══ RECORDS TO PROCESS

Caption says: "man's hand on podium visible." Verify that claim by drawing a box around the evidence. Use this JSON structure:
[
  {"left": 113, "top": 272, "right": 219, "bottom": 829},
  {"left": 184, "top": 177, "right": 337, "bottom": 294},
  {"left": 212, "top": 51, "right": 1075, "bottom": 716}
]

════

> [REQUEST]:
Print the listing above again, every line unchanged and in the same order.

> [RESPONSE TO THIS TASK]:
Caption says: "man's hand on podium visible." Verify that claim by drawing a box around the evidence. Use this JSON structure:
[
  {"left": 113, "top": 272, "right": 219, "bottom": 829},
  {"left": 184, "top": 177, "right": 337, "bottom": 294},
  {"left": 212, "top": 51, "right": 1075, "bottom": 716}
]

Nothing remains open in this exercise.